*** Passage provided
Especially on the Prairies, Labour Day is insane. This is not Edmonton-Calgary, where between hockey, football,
baseball, and pretty much every other sport in existence, the two cities
compete 20 or 25 times a year. This isn’t Toronto and
Hamilton, although I’m more willing
to believe Hamilton understands what it’s like. Winnipeg and Regina have one team each. We both know what it’s like to watch people describe Canada as
Toronto, Calgary, and a whole bunch of wheat in between. There’s one chance a year for bragging rights.
Yes, the Banjo Bowl back in Winnipeg will be tremendous fun. But it doesn’t mean half as much as Labour Day. Bomber fans and Rider fans understand each other on some level.
******
**Tasks to perform**
- 1) According to the passage on the Labour Day rivalry, how many teams do Winnipeg and Regina each have?
- 2) Copy the part of the records that opens with the line containing "of the green" and runs through the end of the records, reproducing each line without alteration.
*** Entries
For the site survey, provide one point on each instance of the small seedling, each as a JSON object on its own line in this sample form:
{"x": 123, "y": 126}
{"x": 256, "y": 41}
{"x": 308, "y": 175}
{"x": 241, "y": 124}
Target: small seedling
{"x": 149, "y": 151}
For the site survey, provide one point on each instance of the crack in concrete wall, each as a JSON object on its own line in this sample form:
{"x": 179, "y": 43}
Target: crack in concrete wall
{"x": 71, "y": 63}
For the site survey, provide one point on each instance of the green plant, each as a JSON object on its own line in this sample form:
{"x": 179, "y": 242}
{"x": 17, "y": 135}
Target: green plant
******
**Exercise responses**
- 1) Winnipeg and Regina have one team each.

- 2)
For the site survey, provide one point on each instance of the green plant, each as a JSON object on its own line in this sample form:
{"x": 179, "y": 242}
{"x": 17, "y": 135}
Target: green plant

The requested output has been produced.